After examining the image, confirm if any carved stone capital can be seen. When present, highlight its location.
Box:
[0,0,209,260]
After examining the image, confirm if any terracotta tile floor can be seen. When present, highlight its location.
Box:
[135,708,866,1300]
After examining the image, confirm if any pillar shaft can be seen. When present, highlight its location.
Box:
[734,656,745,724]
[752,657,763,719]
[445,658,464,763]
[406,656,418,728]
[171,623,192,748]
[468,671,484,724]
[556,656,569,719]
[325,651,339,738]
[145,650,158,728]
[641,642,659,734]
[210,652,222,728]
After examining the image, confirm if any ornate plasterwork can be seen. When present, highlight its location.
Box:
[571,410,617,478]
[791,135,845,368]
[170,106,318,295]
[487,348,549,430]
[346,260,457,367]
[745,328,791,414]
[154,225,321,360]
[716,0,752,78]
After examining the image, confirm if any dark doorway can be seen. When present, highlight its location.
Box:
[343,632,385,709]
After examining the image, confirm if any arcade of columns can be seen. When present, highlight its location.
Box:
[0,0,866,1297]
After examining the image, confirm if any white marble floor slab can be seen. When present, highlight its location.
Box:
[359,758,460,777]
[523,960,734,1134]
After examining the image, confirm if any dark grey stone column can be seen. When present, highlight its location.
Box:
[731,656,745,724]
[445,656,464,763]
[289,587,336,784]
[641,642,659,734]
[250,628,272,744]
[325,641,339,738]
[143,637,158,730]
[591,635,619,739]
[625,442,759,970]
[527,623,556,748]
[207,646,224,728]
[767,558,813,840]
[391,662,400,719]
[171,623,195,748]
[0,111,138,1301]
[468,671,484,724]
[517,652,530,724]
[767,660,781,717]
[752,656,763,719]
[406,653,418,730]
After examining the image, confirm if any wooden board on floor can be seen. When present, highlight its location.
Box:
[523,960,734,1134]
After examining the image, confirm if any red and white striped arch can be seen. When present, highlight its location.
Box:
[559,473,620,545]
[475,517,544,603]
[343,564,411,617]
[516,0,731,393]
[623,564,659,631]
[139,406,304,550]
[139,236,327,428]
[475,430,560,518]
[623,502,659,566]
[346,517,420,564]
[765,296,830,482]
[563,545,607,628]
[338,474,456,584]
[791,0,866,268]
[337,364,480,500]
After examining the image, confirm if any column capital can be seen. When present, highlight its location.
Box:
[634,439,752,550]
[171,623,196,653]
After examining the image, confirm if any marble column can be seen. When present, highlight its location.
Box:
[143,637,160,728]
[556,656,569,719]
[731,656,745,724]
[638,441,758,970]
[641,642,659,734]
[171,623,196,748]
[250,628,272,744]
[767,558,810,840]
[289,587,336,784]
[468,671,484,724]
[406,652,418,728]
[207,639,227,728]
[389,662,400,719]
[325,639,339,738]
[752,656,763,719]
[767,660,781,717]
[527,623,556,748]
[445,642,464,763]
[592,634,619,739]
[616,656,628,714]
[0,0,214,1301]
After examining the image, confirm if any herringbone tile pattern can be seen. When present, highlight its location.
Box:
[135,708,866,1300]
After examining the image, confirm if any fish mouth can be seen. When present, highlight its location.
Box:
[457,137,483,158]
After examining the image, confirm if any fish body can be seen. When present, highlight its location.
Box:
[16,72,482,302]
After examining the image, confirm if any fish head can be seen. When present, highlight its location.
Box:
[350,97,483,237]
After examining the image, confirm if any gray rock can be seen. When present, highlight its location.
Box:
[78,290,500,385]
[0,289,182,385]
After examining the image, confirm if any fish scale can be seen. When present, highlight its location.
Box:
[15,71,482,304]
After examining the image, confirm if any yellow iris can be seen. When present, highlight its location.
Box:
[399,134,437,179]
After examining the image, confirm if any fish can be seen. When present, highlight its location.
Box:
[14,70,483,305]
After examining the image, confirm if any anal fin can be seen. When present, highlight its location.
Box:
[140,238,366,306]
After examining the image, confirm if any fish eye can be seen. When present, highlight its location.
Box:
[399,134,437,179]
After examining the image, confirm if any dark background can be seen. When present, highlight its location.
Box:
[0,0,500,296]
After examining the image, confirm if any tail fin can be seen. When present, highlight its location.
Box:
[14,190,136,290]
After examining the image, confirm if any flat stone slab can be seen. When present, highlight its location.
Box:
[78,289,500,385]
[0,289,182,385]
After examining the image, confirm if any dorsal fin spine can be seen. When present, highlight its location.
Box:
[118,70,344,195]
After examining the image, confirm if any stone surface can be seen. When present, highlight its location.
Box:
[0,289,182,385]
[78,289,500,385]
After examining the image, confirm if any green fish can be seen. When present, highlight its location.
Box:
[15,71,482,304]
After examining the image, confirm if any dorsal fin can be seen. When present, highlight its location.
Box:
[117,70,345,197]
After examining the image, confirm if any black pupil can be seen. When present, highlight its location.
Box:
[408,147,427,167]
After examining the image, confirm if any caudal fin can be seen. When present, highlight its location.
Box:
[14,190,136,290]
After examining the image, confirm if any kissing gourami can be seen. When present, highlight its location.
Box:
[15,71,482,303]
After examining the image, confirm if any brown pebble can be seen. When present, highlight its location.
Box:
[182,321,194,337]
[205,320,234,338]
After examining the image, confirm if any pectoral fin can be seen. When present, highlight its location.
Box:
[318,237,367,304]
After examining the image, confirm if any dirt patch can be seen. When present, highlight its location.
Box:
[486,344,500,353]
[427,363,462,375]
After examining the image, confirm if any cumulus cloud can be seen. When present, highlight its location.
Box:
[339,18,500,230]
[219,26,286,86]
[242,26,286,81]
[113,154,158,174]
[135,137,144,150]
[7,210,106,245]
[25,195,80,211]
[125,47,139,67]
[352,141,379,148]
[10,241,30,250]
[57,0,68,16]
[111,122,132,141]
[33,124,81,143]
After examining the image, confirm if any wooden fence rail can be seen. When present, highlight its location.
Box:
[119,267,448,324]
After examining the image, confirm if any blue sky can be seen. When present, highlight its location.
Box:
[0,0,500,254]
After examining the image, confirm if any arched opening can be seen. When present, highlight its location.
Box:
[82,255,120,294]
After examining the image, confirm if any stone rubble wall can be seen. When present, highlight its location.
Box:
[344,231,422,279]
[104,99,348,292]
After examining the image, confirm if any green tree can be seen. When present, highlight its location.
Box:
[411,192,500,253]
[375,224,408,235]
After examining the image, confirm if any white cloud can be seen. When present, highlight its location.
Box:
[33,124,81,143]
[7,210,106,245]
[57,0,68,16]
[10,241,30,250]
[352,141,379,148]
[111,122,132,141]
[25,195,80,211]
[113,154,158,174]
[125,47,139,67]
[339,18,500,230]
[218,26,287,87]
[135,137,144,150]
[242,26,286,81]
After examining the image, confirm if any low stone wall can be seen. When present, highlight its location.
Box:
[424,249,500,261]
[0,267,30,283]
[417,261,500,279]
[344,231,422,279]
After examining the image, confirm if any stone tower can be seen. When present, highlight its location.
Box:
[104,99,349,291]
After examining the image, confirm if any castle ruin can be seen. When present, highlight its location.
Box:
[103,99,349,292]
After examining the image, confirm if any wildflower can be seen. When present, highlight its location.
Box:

+ + + +

Copy out every entry above word for word, keeping each line and its order unchanged.

After examining the image, confirm if any carved stone capital can be seen. When present, highlight its location.
Box:
[0,0,209,260]
After examining the image, confirm if any terracotta tile floor can be seen. When present, highlight its location.
Box:
[135,708,866,1300]
After examining the image, confirm if any pillar shaft can be seen. When present, highlight its location.
Box:
[734,656,745,724]
[752,657,763,719]
[445,658,464,763]
[406,656,418,728]
[171,623,192,748]
[468,671,484,724]
[556,656,569,719]
[325,651,339,738]
[145,650,158,728]
[641,642,659,734]
[210,652,222,728]
After examining the image, confirm if any ornate plasterwork can be seen. When present, highlight its location.
Box:
[571,410,617,478]
[791,135,845,368]
[170,106,318,295]
[487,348,549,430]
[346,260,457,367]
[745,328,791,414]
[154,225,321,360]
[716,0,752,78]
After examining the image, confirm if any dark doorway can be seen. When present, highlight its location.
Box:
[343,632,385,709]
After examining the image, confirm if any arcade of columns can be seen. When present, highlight its location.
Box:
[0,0,866,1297]
After examining the image, confirm if any white marble floor slab can be seen. When present, highlight its location.
Box:
[359,758,460,777]
[523,960,734,1134]
After examining the image, confirm if any dark grey stone column can be seen. When present, highlight its location.
Box:
[731,656,745,724]
[445,656,464,763]
[289,587,336,784]
[641,642,659,734]
[250,628,272,744]
[325,641,339,738]
[143,637,158,730]
[591,635,619,739]
[625,442,759,970]
[527,623,556,748]
[207,646,224,728]
[767,558,813,840]
[391,662,400,719]
[171,623,195,748]
[0,111,138,1301]
[468,671,484,724]
[517,652,530,724]
[767,660,781,717]
[752,656,763,719]
[406,653,418,730]
After examining the image, confirm if any wooden board on floor can be seen. When present, highlight its location.
Box:
[523,960,734,1134]
After examining the image, confirm if any red and white striped arch can be seen. When present, highlight its location.
Box:
[559,473,620,545]
[475,517,544,603]
[343,564,411,617]
[516,0,731,393]
[623,564,659,631]
[139,406,304,550]
[139,236,327,428]
[475,430,560,518]
[623,502,659,566]
[346,517,420,564]
[765,296,830,482]
[563,545,607,628]
[338,474,456,584]
[791,0,866,268]
[337,364,480,500]
After examining the image, confirm if any column capital can be seen. When present, highlight its location.
Box:
[634,439,752,550]
[171,623,196,653]
After examining the image, confirm if any marble column can be seen. When present, highlight its location.
Box:
[143,637,160,728]
[556,656,569,719]
[731,656,745,724]
[638,441,758,970]
[641,642,659,734]
[171,623,196,748]
[250,628,272,744]
[767,558,810,840]
[289,587,336,784]
[468,671,484,724]
[406,652,418,728]
[207,639,227,728]
[389,662,400,719]
[325,639,339,738]
[752,656,763,719]
[767,660,781,717]
[527,623,556,748]
[445,642,464,763]
[592,634,619,739]
[616,656,628,714]
[0,0,214,1301]
After examining the image, confirm if any herringbone tile pattern can be seen. When present, highlight its location.
Box:
[135,708,866,1300]
After examining the image, confirm if any fish mouth can be seen. When present, highlight its location.
Box:
[457,137,483,158]
After examining the image, confirm if any fish body can be seen. When present, highlight its location.
Box:
[16,72,482,302]
After examining the image, confirm if any fish head can be seen. When present, highlight its location.
Box:
[350,97,483,237]
After examining the image, confirm if any gray rock can be seen. When present, highlight its location.
Box:
[78,290,500,385]
[0,289,182,385]
After examining the image, confirm if any fish scale can be seen. When present, highlight its location.
Box:
[15,71,482,304]
After examining the image, confirm if any yellow iris can be seen. When present, highlight its location.
Box:
[399,134,437,179]
After examining the image, confirm if any fish can be seen. When present, highlight its location.
Box:
[14,70,483,305]
After examining the image, confirm if any anal fin can be seen. When present, highlight its location.
Box:
[140,238,366,306]
After examining the image, confirm if any fish eye can be seen. When present, highlight its location.
Box:
[399,134,437,179]
After examining the image, confirm if any dark background can be seen. When present, highlight its location.
Box:
[0,0,500,296]
After examining the image, confirm if any tail fin can be seen. When present, highlight its location.
Box:
[14,190,136,290]
After examining the image, confirm if any flat stone slab can be seen. When present, highlight its location.
Box:
[78,289,500,385]
[0,289,182,385]
After examining the image, confirm if any dorsal fin spine can be seen. When present, highlight its location.
Box:
[118,70,344,195]
After examining the image, confirm if any stone surface can be seen. When present, highlight its location.
Box:
[0,289,182,385]
[78,289,500,385]
After examining the image, confirm if any green fish can be seen. When present, highlight its location.
Box:
[15,71,482,304]
After examining the image, confirm if any dorsal fin can be seen. When present, highlight its location.
Box:
[117,70,345,197]
After examining the image, confirm if any black pupil can be seen. When present, highlight its location.
Box:
[408,147,427,167]
After examining the image, confirm if any caudal fin can be seen. When present, highlight its location.
Box:
[14,190,136,290]
After examining the image, confirm if any kissing gourami can be seen. When present, highlight its location.
Box:
[15,71,482,303]
After examining the image, confirm if any brown pebble can be seen. When present, highlight its location.
Box:
[182,321,194,337]
[205,320,234,338]
After examining the image, confirm if any pectoral fin can be seen. When present, highlight its location.
Box:
[318,237,367,304]
After examining the image, confirm if any dirt patch can be seen. When present, highlight its location.
Box:
[486,344,500,353]
[427,363,462,375]
After examining the image, confirm if any cumulus cloud can be seen. When present, highlight its location.
Box:
[339,18,500,230]
[219,26,286,86]
[242,26,286,81]
[113,154,158,174]
[135,137,144,150]
[7,210,106,245]
[25,195,80,211]
[125,47,139,67]
[352,141,379,148]
[10,241,30,250]
[57,0,68,16]
[111,122,132,141]
[33,124,81,143]
After examining the image, confirm if any wooden fence rail can be seen. When present, highlight its location.
Box:
[119,267,448,324]
After examining the image, confirm if any blue sky can be seen. When present, highlight its location.
Box:
[0,0,500,254]
After examining the image, confirm if any arched opening can be seen. When present, highlight its location.
Box:
[82,255,120,294]
After examining the image, confirm if any stone rubble wall can be seen. When present, highlight its location.
Box:
[344,231,422,279]
[104,99,348,292]
After examining the image, confirm if any green tree can be seen. When present, highlight its location.
Box:
[411,192,500,253]
[375,224,408,235]
After examining the image, confirm if any white cloud can be seen. When present, highlight its location.
Box:
[33,124,81,143]
[7,210,106,245]
[57,0,68,16]
[10,241,30,250]
[352,141,379,148]
[111,122,132,141]
[25,195,80,211]
[113,154,158,174]
[125,47,139,67]
[339,18,500,230]
[218,26,287,87]
[135,137,144,150]
[242,26,286,81]
After examining the image, confirm if any low stone wall can be seen. When present, highlight its location.
Box:
[424,249,500,261]
[0,267,30,283]
[417,261,500,279]
[344,231,422,279]
After examining the image, confirm if any stone tower can be seen. When present, highlight its location.
Box:
[104,99,349,291]
After examining the image, confirm if any castle ruin can be seen. When present, highlight its location.
Box:
[103,99,349,292]
After examining the image, confirm if any wildflower can be seen. When present, highlight its location.
Box:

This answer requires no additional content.